Could you repeat, word for word, every line from the one containing "Task: mark the turbine blade" through the final line of the records below, and nothing else?

━━━ Records supplied ━━━

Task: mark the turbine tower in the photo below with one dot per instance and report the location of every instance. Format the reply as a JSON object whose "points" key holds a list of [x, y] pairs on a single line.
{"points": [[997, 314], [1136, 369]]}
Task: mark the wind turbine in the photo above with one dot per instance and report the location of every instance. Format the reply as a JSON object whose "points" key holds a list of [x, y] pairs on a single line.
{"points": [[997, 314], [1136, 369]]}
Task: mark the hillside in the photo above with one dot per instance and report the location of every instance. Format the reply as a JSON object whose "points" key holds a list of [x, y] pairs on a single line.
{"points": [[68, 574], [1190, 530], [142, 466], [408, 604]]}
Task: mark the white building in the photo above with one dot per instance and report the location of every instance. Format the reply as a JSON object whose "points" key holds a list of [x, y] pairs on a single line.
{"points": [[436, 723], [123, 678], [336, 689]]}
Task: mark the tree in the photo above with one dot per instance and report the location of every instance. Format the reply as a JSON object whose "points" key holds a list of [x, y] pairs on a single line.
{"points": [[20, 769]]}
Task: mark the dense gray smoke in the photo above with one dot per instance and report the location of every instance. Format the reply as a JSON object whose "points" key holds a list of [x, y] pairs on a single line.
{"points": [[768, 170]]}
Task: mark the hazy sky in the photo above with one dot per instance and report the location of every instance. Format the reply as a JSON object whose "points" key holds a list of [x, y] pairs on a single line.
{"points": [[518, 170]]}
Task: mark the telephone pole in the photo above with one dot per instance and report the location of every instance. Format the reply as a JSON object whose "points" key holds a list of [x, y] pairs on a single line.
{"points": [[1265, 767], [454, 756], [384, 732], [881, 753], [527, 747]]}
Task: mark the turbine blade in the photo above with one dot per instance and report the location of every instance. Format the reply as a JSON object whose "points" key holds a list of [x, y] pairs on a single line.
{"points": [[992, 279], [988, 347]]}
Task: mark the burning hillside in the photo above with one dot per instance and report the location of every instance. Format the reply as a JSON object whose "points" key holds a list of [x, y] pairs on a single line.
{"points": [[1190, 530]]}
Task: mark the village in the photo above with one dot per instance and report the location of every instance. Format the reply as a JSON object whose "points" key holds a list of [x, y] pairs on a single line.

━━━

• **Task solution**
Task: mark the turbine blade in the photo above with one dot per instance and report the location of every instance. Format the reply as a JSON object whose "points" key holds a list of [x, y] pairs on a single line.
{"points": [[992, 279], [988, 347]]}
Task: mark the burning hillside in the photo above with one dot per instance and report the location of every instance. Format the reply as a JSON object whose "points" key holds a list of [x, y] pairs on a single line.
{"points": [[1190, 530]]}
Task: mark the village in the photo above with one dot per instance and report the location of every instance. Format the reply as a JSON object whose "points" key holds a list of [x, y] pairs on a single line.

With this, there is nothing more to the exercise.